======== Document segment ========

The kids moved on and out, as did Curt and Rita.

But the friendship remained.

So it ended up that we all got together at our stop in Port St. Lucie. The Motorcoach Resort St. Lucie West offered the nicest accommodations we’ve had so far on the trip. Our site included an outdoor living area complete with fireplace, fridge and comfy seating.

Brad and Luna hanging out on our site.

Curt and Rita stayed just five minutes up the way, in a nice Holiday Inn. Brad and I vied for best Uber rating in bringing them back and forth to the coach.

As they are both as adventuresome as we are, Julie the Cruise Director set to task in organizing activities for the long weekend.

We kicked off the reunion by sharing excellent Thai food and a bottle of wine at the Malakor Thai Cafe. Yummy.

The next day happened to be Brad’s birthday. His choice of how to spend his special day included kayaking then cooking up a steak dinner at our campsite. Curt and Rita were able to rent kayaks at the River Park Marina, where the owner Jackie was awesome. We were too busy paddling through the mangroves to take pictures, but trust me, it was the perfect start to our adventures.

Brad’s birthday dinner was perfect…steaks grilled by Brad and Curt, excellent salad and potatoes, yummy wine to accompany.

======== Recorded data ========

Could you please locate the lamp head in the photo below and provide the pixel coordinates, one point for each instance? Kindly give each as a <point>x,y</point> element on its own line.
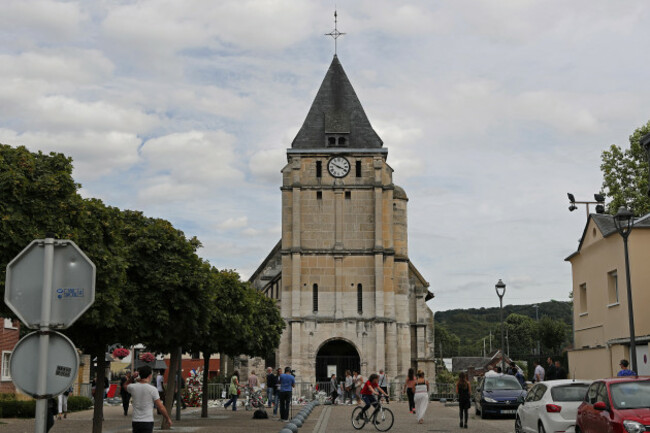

========

◆ Exercise goal ◆
Reproduce the Port St. Lucie reunion passage above word for word, from its first sentence to its last.

◆ Task output ◆
The kids moved on and out, as did Curt and Rita.

But the friendship remained.

So it ended up that we all got together at our stop in Port St. Lucie. The Motorcoach Resort St. Lucie West offered the nicest accommodations we’ve had so far on the trip. Our site included an outdoor living area complete with fireplace, fridge and comfy seating.

Brad and Luna hanging out on our site.

Curt and Rita stayed just five minutes up the way, in a nice Holiday Inn. Brad and I vied for best Uber rating in bringing them back and forth to the coach.

As they are both as adventuresome as we are, Julie the Cruise Director set to task in organizing activities for the long weekend.

We kicked off the reunion by sharing excellent Thai food and a bottle of wine at the Malakor Thai Cafe. Yummy.

The next day happened to be Brad’s birthday. His choice of how to spend his special day included kayaking then cooking up a steak dinner at our campsite. Curt and Rita were able to rent kayaks at the River Park Marina, where the owner Jackie was awesome. We were too busy paddling through the mangroves to take pictures, but trust me, it was the perfect start to our adventures.

Brad’s birthday dinner was perfect…steaks grilled by Brad and Curt, excellent salad and potatoes, yummy wine to accompany.